* begin Data excerpts *

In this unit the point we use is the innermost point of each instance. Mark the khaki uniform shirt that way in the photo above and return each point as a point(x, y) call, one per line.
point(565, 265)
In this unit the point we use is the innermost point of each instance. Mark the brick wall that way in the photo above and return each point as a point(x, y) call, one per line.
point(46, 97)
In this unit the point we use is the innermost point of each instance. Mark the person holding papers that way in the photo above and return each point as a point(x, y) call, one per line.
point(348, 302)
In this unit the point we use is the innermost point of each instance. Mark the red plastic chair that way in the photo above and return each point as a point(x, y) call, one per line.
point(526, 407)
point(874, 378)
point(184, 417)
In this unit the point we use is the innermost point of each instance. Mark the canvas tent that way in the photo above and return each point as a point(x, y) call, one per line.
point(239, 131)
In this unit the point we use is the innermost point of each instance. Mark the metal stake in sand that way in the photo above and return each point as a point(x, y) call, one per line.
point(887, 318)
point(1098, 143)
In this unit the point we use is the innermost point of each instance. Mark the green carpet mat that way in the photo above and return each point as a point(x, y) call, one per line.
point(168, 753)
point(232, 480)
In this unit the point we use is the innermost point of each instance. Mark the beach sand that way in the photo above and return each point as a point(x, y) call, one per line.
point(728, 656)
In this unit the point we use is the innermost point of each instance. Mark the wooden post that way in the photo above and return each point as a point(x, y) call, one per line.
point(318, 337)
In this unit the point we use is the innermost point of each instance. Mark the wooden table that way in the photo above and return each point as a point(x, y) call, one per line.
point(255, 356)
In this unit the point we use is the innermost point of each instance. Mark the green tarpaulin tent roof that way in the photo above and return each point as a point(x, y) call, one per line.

* end Data excerpts *

Reproduce word for word the lines of the listing above, beginning with the line that contains "the wooden post" and continuing through the final line of the listing.

In this unit the point we use is the innermost point of each instance. Mark the wooden post that way in the photo above and return each point as a point(x, y) call, one per line.
point(318, 337)
In this unit the point we use is the innermost point of each instance. Mark the wooden table that way in the photo above and return each point as a point(x, y) call, one per line.
point(255, 356)
In this unit the point we use is the innermost point of each instance. Mark the green tarpaulin tent roof that way in the photo above and return each point as a point(x, y) call, one per line.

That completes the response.